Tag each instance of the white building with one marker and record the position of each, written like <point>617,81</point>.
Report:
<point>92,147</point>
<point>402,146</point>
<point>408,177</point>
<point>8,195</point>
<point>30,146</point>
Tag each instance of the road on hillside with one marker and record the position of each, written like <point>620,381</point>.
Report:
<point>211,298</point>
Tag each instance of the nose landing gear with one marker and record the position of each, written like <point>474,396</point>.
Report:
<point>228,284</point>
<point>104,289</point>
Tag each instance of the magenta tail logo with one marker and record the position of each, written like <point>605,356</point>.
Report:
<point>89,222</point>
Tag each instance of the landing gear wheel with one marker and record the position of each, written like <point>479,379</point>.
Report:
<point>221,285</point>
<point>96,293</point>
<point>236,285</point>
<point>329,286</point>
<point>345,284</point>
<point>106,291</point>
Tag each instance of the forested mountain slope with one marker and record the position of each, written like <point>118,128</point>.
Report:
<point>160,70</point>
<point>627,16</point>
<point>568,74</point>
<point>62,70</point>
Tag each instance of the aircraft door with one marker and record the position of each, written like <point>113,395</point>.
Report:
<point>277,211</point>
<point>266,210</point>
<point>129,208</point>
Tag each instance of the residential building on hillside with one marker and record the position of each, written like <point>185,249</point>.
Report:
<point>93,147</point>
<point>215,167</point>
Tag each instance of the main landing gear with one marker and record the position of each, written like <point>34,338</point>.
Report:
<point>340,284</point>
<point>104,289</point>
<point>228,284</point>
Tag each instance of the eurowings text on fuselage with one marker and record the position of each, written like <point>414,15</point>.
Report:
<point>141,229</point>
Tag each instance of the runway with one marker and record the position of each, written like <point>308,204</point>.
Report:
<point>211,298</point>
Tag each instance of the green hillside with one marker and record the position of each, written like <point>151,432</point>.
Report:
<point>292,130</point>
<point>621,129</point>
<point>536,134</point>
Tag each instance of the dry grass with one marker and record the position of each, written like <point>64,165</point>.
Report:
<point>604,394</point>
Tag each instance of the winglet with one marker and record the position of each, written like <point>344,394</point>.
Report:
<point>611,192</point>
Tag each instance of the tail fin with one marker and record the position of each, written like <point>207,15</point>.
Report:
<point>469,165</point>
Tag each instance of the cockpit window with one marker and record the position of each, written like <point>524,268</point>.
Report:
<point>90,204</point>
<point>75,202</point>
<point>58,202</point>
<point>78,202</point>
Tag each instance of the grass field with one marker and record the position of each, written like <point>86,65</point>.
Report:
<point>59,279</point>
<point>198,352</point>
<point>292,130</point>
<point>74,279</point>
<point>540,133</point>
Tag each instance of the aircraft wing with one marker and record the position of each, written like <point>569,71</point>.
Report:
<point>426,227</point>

**The task**
Take the lines above and retype all of them exactly.

**The response**
Tag each instance of the white building with one marker and record the position of each, written like <point>617,81</point>.
Report:
<point>92,147</point>
<point>402,146</point>
<point>408,177</point>
<point>8,195</point>
<point>30,146</point>
Tag each instance of the road on hillside with one marker and record the position of each, written like <point>620,381</point>.
Report:
<point>211,298</point>
Tag each instance of the nose landing gear with one marker and record the position of each, written like <point>474,396</point>.
Report:
<point>228,284</point>
<point>104,289</point>
Tag each instance of the magenta tail logo with one marker and record the position of each, written like <point>605,356</point>.
Report:
<point>89,222</point>
Tag each instance of the landing gear wheel with one marker and record the position of each, written like <point>479,379</point>.
Report:
<point>221,285</point>
<point>96,293</point>
<point>236,285</point>
<point>329,286</point>
<point>345,284</point>
<point>106,291</point>
Tag each instance of the forested mountain slope with one marker and record the position of each, written like <point>118,128</point>.
Report:
<point>160,70</point>
<point>627,16</point>
<point>568,74</point>
<point>62,70</point>
Tag each instance of the aircraft door with one marker and record the position of each, written like <point>113,395</point>.
Report:
<point>277,211</point>
<point>266,210</point>
<point>129,208</point>
Tag each instance of the residential building on hillside with one marker and record the position of each, written like <point>185,249</point>.
Report:
<point>93,147</point>
<point>215,167</point>
Tag each instance of the main landing gear with one marker and record the position of each, written like <point>34,338</point>.
Report:
<point>340,284</point>
<point>104,289</point>
<point>228,284</point>
Tag each instance of the eurowings text on fuselage with one marker and record the position of each, written like <point>414,15</point>.
Report:
<point>141,229</point>
Tag each instance of the runway with one marker and record the position of each, written like <point>308,204</point>.
Report:
<point>211,298</point>
Tag each instance of the green hillside with one marker and record the position of each, written like <point>151,432</point>.
Report:
<point>292,130</point>
<point>621,129</point>
<point>536,134</point>
Tag each instance of the dry grass with one marker and record the position of each, written like <point>64,165</point>.
Report:
<point>604,394</point>
Tag each instance of the winglet with one marker and record the position of each, written like <point>344,394</point>.
Report:
<point>611,192</point>
Tag each instance of the tail fin with one marker and record the position of each, written like <point>207,15</point>.
Report:
<point>469,165</point>
Tag each instance of the cockpit window with one marker and record the position of each, written like <point>524,268</point>.
Report:
<point>90,204</point>
<point>75,202</point>
<point>58,202</point>
<point>78,202</point>
Tag each instance of the grass field with one marker and record the position of each, written like <point>86,65</point>.
Report:
<point>59,279</point>
<point>198,352</point>
<point>292,130</point>
<point>74,279</point>
<point>540,133</point>
Tag each instance of the aircraft wing with one marker and record the position of each, written like <point>569,71</point>.
Report:
<point>426,227</point>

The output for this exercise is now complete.